MATERIAL PROVIDED:
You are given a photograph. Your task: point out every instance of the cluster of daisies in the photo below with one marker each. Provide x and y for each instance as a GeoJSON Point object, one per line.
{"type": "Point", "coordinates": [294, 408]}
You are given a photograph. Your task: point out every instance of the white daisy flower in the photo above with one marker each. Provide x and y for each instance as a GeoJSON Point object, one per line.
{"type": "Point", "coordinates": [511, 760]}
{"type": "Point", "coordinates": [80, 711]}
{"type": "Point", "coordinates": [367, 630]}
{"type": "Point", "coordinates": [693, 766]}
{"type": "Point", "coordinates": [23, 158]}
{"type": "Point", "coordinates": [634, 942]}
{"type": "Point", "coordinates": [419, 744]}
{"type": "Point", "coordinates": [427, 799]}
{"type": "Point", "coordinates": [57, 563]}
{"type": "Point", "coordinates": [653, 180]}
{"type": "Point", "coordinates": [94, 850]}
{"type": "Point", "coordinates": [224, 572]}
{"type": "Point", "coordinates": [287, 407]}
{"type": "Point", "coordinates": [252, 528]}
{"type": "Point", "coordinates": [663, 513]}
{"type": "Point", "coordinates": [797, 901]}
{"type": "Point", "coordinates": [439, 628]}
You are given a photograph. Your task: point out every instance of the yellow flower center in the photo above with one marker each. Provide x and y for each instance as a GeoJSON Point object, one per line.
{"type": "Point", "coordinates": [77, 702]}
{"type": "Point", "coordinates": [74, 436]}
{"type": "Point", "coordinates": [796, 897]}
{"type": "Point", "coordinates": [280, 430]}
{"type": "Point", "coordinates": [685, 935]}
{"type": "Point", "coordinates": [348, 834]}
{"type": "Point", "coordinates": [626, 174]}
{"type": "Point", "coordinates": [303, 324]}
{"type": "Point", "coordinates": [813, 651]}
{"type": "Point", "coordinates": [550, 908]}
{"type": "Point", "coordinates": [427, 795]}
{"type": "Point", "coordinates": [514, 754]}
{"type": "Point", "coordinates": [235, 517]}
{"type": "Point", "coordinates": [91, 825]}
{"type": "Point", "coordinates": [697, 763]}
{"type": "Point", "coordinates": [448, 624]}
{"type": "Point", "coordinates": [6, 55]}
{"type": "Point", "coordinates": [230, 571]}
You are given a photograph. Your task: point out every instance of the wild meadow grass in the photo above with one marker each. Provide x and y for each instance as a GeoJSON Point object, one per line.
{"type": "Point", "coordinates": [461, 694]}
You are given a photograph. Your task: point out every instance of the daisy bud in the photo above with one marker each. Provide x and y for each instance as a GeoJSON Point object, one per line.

EXERCISE PROMPT: Reproduce every line of the records above in order, beginning at the line that contains "of the wild" and stopping after the final line of the records. Multiply each point coordinate by 0.6 and round it to a whole number, with halves rounding up; leave all other text unchanged.

REPLY TO THE EXERCISE:
You are given a photograph. Your task: point out every instance of the wild meadow grass in the photo above with one marker each. Provide x and y for each instance as a GeoJSON Point object, one per line.
{"type": "Point", "coordinates": [277, 416]}
You are given a photograph. Your task: point out every instance of the daisy bud in the photo above with one marker each. Provide x and y for each instance as a GeoJSON Point object, one per line.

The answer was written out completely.